How many lines of the data below contain the string "green", with case counting? Reply with the number alone.
——————
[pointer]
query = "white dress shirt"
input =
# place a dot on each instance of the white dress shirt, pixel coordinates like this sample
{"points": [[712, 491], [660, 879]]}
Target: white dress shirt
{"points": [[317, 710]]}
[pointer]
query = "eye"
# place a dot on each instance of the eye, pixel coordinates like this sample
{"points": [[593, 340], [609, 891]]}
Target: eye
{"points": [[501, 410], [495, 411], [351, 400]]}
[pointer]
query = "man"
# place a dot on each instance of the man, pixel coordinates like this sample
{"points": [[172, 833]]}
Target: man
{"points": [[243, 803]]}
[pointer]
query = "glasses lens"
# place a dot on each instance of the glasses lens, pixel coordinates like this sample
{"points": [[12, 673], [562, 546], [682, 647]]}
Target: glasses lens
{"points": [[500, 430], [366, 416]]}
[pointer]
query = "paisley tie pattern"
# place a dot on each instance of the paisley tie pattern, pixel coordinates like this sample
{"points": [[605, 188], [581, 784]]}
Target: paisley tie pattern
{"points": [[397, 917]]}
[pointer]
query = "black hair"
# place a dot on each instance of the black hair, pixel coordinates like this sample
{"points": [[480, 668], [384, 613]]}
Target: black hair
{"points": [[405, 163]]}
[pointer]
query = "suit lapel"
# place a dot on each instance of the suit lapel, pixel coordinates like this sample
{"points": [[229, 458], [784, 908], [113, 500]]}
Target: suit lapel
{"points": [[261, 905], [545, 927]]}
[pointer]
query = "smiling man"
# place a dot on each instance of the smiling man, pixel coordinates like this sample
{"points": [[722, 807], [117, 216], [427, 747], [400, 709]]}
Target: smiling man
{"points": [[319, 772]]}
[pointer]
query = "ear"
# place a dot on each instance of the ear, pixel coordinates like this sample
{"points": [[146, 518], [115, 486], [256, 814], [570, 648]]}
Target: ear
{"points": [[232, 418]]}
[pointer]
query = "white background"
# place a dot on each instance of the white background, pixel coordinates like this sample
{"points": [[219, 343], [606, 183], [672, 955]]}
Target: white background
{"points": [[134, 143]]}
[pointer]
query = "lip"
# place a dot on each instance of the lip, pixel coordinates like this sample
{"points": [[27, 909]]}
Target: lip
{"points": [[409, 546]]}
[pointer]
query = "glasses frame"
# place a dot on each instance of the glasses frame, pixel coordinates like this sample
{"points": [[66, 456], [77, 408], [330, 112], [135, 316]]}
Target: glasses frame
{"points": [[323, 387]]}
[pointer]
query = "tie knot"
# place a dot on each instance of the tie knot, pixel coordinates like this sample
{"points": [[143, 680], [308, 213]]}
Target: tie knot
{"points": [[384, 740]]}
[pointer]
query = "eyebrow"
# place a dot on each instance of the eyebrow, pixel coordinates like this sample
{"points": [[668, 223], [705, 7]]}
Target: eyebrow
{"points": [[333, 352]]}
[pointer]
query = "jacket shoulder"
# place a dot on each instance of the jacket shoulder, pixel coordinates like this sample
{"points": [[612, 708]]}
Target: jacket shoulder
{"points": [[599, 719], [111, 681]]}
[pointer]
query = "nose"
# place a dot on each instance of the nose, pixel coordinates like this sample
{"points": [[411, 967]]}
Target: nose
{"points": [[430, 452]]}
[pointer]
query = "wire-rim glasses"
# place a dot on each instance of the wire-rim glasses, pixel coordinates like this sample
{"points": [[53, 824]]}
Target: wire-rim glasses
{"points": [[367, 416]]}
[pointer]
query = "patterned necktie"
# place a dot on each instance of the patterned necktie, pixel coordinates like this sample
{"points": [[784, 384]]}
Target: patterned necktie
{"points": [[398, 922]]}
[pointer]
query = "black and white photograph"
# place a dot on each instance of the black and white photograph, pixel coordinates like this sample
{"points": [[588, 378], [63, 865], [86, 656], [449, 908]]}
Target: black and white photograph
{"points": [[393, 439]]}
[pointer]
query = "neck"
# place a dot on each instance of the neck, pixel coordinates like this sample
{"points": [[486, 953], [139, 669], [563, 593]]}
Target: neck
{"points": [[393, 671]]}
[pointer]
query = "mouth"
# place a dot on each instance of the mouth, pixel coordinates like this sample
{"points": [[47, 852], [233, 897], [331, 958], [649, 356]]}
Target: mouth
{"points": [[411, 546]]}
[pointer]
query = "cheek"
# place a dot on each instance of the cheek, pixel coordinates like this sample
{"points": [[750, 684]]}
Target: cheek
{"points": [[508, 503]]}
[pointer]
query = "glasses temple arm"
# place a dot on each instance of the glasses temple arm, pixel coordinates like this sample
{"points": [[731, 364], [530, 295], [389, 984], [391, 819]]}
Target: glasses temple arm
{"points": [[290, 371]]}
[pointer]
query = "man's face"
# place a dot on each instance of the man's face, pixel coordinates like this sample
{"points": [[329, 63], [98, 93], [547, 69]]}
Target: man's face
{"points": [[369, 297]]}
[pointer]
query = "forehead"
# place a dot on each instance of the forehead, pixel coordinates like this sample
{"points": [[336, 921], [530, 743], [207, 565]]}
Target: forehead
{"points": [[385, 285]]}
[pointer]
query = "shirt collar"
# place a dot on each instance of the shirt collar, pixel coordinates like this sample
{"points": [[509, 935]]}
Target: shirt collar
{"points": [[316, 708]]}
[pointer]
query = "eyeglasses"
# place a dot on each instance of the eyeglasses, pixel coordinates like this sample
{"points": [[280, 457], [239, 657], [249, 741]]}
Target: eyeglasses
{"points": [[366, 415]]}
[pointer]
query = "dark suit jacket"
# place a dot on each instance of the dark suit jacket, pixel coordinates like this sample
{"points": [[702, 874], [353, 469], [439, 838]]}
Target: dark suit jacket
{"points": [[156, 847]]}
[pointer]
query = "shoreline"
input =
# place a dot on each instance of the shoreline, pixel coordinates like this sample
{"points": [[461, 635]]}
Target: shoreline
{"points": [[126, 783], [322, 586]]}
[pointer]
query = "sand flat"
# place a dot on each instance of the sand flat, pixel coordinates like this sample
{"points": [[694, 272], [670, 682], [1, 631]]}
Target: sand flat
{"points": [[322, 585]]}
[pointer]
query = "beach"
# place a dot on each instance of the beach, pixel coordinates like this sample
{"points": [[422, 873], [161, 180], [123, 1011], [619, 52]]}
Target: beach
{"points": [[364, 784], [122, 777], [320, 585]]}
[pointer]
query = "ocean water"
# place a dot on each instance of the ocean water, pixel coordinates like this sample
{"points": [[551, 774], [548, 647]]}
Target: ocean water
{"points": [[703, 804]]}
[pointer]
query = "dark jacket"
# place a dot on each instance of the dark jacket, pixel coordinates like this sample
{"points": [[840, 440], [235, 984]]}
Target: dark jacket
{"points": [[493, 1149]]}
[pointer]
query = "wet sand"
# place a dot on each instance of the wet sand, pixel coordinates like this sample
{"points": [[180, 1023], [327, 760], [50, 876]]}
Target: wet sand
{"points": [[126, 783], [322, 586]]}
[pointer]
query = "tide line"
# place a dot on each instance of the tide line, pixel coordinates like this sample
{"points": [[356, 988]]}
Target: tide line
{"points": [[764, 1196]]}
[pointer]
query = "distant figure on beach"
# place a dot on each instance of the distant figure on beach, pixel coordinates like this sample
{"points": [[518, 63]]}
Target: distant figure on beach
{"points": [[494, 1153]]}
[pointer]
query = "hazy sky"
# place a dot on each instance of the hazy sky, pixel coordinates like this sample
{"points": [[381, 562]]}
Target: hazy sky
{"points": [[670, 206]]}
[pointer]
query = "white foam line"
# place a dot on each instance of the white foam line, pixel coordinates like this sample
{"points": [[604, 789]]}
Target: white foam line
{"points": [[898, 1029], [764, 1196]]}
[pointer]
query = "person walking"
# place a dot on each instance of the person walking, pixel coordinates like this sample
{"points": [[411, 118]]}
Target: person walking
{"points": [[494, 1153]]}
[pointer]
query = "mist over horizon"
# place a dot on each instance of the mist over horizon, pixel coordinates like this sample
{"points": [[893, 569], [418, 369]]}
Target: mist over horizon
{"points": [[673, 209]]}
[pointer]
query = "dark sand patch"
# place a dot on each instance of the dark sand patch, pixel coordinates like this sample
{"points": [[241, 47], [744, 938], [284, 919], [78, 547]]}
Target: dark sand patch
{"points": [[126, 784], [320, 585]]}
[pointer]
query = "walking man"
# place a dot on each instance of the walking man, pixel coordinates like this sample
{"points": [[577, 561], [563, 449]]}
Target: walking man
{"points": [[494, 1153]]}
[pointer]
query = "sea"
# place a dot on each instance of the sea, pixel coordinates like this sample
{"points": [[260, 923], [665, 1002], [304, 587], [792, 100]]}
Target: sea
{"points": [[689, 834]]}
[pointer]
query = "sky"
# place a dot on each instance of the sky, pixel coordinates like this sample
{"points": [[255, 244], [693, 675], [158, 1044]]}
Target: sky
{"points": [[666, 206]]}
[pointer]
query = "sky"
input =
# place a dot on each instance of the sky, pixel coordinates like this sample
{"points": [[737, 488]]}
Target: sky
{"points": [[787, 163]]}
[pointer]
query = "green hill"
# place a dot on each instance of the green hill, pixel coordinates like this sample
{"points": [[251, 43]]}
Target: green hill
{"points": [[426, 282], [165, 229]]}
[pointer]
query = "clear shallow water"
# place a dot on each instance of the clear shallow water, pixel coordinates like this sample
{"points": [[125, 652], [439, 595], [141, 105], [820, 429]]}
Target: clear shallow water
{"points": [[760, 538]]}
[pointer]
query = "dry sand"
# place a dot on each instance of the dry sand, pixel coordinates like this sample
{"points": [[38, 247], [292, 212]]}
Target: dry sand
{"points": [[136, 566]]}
——————
**WRITTEN RESPONSE:**
3